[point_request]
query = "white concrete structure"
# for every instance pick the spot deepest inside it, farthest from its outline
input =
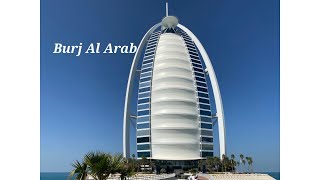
(174, 119)
(174, 111)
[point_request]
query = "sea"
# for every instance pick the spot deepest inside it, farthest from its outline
(64, 175)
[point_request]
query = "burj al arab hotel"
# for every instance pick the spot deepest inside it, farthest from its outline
(174, 119)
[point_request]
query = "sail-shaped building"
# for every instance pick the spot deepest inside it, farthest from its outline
(174, 118)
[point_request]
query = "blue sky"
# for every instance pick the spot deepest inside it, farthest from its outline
(82, 97)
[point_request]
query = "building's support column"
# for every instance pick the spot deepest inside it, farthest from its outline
(215, 87)
(127, 114)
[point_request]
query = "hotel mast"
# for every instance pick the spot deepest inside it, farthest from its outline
(174, 119)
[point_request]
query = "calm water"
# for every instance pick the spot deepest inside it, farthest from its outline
(64, 176)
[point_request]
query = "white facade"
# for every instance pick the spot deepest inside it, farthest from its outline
(175, 131)
(174, 112)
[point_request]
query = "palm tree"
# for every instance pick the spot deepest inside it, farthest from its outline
(217, 163)
(250, 162)
(241, 160)
(238, 164)
(232, 162)
(100, 164)
(81, 169)
(248, 158)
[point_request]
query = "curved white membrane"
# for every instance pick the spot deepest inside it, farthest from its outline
(174, 113)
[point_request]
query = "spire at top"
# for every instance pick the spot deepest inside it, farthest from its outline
(167, 8)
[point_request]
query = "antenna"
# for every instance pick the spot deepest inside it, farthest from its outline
(167, 8)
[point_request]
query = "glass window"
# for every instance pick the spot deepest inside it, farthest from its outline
(206, 119)
(204, 106)
(145, 70)
(201, 89)
(144, 154)
(204, 100)
(147, 61)
(206, 126)
(142, 113)
(144, 89)
(199, 74)
(143, 119)
(200, 94)
(200, 79)
(206, 133)
(147, 58)
(207, 147)
(206, 113)
(143, 147)
(196, 65)
(140, 101)
(143, 132)
(203, 84)
(193, 56)
(149, 47)
(144, 95)
(145, 79)
(193, 53)
(146, 65)
(143, 126)
(206, 139)
(148, 74)
(143, 140)
(207, 154)
(149, 53)
(197, 69)
(195, 60)
(144, 84)
(143, 106)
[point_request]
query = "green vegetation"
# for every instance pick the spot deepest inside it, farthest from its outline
(226, 164)
(100, 165)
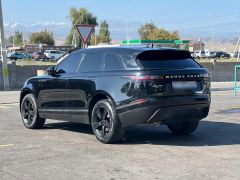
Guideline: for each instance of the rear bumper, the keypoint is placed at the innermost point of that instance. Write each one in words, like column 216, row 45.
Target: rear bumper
column 164, row 115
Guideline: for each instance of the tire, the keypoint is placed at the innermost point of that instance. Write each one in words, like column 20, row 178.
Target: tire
column 183, row 128
column 105, row 122
column 29, row 113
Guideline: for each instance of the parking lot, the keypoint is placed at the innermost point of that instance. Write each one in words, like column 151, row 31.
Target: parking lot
column 64, row 150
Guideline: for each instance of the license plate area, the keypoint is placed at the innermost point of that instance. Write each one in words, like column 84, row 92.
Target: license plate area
column 182, row 85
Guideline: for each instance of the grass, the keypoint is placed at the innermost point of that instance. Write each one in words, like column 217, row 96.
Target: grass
column 30, row 62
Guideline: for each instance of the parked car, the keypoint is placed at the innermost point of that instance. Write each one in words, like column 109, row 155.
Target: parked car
column 200, row 54
column 115, row 88
column 39, row 55
column 221, row 54
column 53, row 54
column 17, row 55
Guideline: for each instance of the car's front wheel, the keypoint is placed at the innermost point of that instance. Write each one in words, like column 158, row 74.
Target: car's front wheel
column 183, row 128
column 105, row 122
column 29, row 113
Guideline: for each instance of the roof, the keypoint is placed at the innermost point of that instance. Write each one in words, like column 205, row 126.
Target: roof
column 126, row 49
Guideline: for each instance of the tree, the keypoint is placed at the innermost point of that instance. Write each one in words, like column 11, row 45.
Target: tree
column 43, row 37
column 104, row 34
column 145, row 30
column 149, row 31
column 16, row 39
column 81, row 16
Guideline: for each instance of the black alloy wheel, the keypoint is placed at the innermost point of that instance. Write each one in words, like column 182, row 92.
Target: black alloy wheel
column 102, row 122
column 29, row 113
column 105, row 123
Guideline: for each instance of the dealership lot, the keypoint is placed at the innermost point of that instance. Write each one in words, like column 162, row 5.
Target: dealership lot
column 64, row 150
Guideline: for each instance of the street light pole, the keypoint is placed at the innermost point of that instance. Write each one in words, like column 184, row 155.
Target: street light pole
column 3, row 54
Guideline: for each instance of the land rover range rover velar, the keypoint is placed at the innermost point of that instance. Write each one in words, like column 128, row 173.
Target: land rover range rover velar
column 114, row 88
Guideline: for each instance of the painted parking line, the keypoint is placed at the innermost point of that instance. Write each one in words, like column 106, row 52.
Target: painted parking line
column 8, row 105
column 6, row 145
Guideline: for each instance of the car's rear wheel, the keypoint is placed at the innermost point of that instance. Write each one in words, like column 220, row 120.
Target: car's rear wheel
column 29, row 113
column 183, row 128
column 105, row 122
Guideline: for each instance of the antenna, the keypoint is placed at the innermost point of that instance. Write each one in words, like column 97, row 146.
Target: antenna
column 238, row 51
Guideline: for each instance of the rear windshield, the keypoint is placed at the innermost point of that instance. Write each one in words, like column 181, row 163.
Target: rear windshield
column 166, row 60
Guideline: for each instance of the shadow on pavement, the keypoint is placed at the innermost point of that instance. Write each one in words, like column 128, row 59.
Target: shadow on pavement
column 209, row 133
column 75, row 127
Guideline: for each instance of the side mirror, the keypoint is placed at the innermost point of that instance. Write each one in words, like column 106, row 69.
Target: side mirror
column 51, row 71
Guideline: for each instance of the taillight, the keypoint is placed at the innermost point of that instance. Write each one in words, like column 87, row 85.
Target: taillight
column 206, row 77
column 144, row 78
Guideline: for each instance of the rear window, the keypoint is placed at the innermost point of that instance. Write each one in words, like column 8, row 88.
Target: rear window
column 166, row 60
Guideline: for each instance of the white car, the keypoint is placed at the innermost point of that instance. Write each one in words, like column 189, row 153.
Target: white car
column 53, row 54
column 200, row 54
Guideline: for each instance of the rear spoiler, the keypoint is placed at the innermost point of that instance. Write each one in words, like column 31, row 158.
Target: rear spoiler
column 168, row 54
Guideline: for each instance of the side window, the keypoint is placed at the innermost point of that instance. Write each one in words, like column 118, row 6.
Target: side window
column 112, row 62
column 69, row 64
column 129, row 62
column 91, row 62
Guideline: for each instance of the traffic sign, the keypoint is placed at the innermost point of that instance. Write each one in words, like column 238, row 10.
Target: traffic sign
column 84, row 31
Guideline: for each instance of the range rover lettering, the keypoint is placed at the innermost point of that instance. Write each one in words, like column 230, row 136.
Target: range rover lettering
column 118, row 87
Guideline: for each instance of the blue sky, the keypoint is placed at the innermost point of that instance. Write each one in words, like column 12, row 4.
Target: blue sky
column 192, row 18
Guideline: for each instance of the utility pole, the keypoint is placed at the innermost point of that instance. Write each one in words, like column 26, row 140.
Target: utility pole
column 3, row 50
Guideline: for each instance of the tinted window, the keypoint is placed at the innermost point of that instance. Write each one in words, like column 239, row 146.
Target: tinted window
column 129, row 62
column 69, row 64
column 91, row 62
column 169, row 64
column 166, row 60
column 113, row 62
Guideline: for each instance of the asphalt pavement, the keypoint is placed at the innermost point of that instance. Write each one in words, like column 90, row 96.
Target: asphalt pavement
column 63, row 150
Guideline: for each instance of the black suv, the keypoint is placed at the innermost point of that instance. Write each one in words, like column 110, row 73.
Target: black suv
column 117, row 87
column 221, row 54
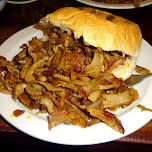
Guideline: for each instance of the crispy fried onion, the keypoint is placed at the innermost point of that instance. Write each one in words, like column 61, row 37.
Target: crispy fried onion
column 70, row 81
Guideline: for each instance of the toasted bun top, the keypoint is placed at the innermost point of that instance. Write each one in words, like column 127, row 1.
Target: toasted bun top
column 98, row 28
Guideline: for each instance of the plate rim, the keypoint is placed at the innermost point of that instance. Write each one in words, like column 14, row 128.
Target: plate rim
column 20, row 2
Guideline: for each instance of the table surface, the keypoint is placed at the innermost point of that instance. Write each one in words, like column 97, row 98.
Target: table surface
column 16, row 17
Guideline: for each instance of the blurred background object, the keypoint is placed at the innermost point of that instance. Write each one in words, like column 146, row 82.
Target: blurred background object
column 2, row 4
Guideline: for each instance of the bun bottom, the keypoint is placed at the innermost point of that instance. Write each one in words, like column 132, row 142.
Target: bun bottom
column 125, row 71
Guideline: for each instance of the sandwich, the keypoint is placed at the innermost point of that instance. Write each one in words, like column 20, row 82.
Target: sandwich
column 113, row 34
column 76, row 71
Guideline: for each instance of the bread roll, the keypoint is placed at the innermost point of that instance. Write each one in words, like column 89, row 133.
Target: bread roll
column 100, row 29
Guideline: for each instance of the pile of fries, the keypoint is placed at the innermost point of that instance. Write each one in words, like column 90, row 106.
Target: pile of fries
column 136, row 3
column 69, row 80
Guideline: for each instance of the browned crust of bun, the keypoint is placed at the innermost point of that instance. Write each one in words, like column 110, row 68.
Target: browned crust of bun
column 99, row 28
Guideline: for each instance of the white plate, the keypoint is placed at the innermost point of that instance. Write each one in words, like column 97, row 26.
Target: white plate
column 36, row 125
column 114, row 6
column 20, row 2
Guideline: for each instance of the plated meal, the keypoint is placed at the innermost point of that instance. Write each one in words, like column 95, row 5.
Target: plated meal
column 117, row 4
column 75, row 73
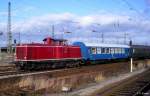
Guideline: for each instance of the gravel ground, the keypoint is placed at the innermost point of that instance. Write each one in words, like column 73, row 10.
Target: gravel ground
column 94, row 87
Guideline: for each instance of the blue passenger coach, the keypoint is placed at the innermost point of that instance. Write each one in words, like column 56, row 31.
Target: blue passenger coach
column 97, row 51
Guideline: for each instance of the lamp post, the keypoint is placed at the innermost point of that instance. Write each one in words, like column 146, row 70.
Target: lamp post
column 101, row 35
column 1, row 33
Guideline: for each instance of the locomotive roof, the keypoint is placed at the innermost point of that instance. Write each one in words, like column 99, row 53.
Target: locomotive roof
column 106, row 45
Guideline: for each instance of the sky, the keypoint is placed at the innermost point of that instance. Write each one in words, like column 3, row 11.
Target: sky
column 87, row 20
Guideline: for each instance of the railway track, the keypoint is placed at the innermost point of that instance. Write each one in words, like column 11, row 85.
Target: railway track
column 134, row 86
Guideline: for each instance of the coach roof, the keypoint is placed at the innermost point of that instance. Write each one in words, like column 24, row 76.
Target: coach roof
column 106, row 45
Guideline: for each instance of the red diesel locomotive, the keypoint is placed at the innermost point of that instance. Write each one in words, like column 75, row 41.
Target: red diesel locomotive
column 53, row 53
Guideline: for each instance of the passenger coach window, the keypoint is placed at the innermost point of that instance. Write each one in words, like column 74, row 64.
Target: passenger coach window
column 123, row 50
column 103, row 50
column 98, row 50
column 93, row 50
column 112, row 51
column 107, row 50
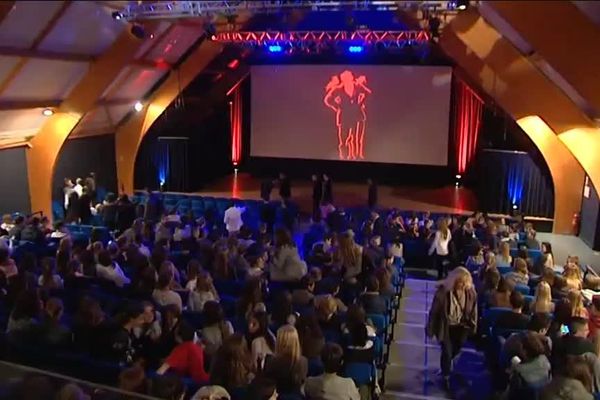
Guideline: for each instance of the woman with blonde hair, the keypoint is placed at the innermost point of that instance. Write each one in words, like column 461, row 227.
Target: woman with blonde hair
column 349, row 256
column 572, row 275
column 440, row 248
column 287, row 367
column 542, row 303
column 504, row 259
column 453, row 316
column 576, row 304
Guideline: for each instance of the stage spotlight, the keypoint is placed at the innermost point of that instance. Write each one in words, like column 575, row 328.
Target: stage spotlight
column 138, row 31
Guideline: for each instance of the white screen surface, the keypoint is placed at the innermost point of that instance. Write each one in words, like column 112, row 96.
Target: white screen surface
column 388, row 114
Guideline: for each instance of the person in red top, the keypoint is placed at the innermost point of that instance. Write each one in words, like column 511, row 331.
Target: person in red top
column 186, row 359
column 594, row 320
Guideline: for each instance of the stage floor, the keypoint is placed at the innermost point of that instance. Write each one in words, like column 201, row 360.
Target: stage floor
column 445, row 199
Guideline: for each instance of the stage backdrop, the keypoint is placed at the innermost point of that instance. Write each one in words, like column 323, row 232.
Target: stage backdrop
column 388, row 114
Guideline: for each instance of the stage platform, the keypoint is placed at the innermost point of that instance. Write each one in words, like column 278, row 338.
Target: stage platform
column 444, row 200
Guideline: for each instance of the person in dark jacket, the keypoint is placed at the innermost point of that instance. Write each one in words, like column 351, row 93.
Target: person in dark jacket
column 327, row 189
column 317, row 196
column 371, row 194
column 453, row 316
column 285, row 187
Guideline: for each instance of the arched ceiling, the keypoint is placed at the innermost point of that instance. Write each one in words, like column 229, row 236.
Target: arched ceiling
column 47, row 47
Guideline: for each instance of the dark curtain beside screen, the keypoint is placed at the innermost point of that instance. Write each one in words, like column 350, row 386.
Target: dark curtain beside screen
column 509, row 178
column 170, row 159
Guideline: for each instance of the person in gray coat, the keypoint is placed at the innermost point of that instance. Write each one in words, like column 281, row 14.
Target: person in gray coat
column 286, row 264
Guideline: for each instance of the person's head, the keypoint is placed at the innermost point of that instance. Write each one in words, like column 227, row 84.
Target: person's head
column 133, row 379
column 375, row 241
column 579, row 327
column 491, row 279
column 372, row 284
column 332, row 356
column 167, row 387
column 287, row 343
column 356, row 315
column 543, row 293
column 533, row 347
column 505, row 249
column 326, row 307
column 540, row 323
column 546, row 248
column 521, row 266
column 212, row 313
column 204, row 281
column 458, row 279
column 575, row 301
column 283, row 237
column 517, row 301
column 54, row 308
column 165, row 278
column 104, row 258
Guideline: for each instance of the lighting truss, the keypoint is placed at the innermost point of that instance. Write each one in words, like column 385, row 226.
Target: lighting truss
column 189, row 9
column 319, row 41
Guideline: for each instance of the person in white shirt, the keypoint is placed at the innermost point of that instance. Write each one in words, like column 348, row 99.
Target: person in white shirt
column 440, row 248
column 78, row 188
column 233, row 219
column 109, row 270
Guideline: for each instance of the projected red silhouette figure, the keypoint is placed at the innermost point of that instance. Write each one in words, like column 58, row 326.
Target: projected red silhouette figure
column 346, row 97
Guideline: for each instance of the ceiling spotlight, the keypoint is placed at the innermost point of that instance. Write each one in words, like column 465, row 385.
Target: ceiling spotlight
column 138, row 31
column 462, row 4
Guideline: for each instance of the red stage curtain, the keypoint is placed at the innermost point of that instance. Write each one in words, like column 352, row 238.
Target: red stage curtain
column 235, row 111
column 467, row 121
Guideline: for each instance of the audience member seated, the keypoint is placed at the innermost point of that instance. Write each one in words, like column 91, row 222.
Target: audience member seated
column 163, row 295
column 187, row 358
column 542, row 303
column 286, row 264
column 329, row 385
column 520, row 274
column 501, row 296
column 371, row 300
column 215, row 328
column 260, row 338
column 575, row 343
column 109, row 270
column 287, row 366
column 530, row 368
column 205, row 291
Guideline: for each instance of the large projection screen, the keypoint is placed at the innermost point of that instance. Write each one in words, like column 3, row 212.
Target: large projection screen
column 386, row 114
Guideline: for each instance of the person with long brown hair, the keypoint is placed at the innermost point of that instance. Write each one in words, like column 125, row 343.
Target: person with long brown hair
column 440, row 248
column 232, row 366
column 288, row 367
column 453, row 316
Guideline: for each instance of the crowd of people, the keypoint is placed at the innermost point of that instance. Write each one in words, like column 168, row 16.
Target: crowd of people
column 177, row 303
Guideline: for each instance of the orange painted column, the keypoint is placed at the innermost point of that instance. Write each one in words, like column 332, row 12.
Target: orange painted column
column 45, row 146
column 129, row 136
column 567, row 174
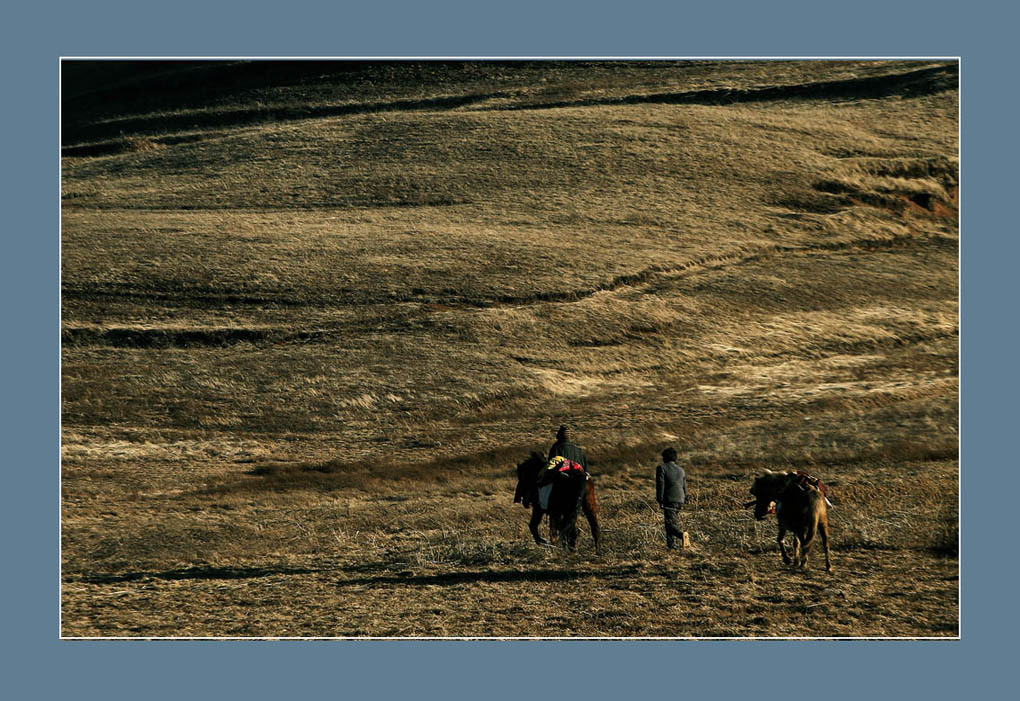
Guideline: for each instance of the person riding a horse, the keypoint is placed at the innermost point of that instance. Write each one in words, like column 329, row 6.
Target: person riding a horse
column 563, row 456
column 564, row 448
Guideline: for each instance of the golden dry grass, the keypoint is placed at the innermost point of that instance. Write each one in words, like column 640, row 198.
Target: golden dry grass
column 309, row 327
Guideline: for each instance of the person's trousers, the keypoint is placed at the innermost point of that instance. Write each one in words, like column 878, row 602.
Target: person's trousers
column 670, row 516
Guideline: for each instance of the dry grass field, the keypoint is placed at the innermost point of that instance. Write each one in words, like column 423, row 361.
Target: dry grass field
column 314, row 313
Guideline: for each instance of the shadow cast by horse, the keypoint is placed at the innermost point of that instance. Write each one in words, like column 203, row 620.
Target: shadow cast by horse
column 571, row 492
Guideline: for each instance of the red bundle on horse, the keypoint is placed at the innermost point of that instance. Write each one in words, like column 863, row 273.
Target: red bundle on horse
column 568, row 489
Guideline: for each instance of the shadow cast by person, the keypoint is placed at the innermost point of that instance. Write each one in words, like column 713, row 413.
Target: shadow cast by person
column 571, row 492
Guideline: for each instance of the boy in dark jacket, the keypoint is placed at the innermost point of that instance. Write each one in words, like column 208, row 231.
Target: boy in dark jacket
column 670, row 493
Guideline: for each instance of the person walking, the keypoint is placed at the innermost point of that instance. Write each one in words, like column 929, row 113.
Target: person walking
column 671, row 493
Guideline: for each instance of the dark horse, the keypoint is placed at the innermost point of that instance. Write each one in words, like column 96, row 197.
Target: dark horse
column 800, row 507
column 571, row 492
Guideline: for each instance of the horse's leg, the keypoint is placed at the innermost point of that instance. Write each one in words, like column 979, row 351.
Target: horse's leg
column 804, row 547
column 533, row 524
column 823, row 532
column 591, row 509
column 569, row 532
column 809, row 536
column 782, row 546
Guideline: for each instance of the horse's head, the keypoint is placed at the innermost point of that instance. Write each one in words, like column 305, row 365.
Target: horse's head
column 527, row 476
column 765, row 490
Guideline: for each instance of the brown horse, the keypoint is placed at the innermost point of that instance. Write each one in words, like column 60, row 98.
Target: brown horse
column 570, row 493
column 800, row 507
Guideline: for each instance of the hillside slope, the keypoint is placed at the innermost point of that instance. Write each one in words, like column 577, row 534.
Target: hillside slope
column 390, row 281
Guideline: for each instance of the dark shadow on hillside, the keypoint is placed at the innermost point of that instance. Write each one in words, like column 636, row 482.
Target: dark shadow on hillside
column 913, row 84
column 492, row 577
column 197, row 572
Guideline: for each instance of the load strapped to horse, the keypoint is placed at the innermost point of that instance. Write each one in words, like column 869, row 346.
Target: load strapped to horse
column 560, row 488
column 799, row 501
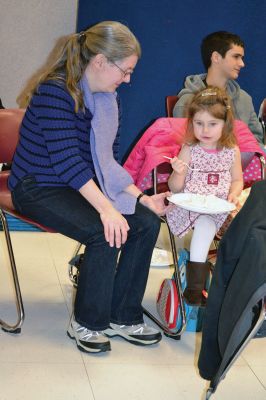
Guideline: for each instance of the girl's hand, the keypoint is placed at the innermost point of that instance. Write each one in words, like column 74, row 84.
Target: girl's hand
column 156, row 203
column 178, row 165
column 115, row 227
column 233, row 198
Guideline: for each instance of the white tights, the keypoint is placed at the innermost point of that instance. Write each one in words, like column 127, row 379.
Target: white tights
column 203, row 235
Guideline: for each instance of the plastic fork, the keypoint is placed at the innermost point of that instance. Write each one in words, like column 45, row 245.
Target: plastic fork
column 192, row 169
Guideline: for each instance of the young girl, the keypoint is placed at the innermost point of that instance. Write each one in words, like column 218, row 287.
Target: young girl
column 208, row 163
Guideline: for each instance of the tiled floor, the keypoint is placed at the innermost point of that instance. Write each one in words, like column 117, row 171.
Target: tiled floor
column 43, row 363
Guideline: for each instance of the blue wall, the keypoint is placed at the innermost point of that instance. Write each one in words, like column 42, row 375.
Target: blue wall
column 170, row 33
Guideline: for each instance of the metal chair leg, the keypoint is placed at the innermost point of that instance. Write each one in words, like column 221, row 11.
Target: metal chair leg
column 72, row 269
column 16, row 328
column 171, row 333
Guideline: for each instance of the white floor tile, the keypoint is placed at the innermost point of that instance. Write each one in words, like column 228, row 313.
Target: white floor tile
column 45, row 364
column 27, row 381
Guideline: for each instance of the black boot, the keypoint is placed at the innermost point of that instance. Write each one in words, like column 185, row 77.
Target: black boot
column 197, row 274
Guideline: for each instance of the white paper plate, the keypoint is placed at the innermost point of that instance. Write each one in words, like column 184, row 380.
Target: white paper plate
column 161, row 258
column 201, row 203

Work instruction: Lines holding the string "hotel": find them in the listing above and copy each one.

Solution to this problem:
query = "burj al arab hotel"
query = "hotel mast"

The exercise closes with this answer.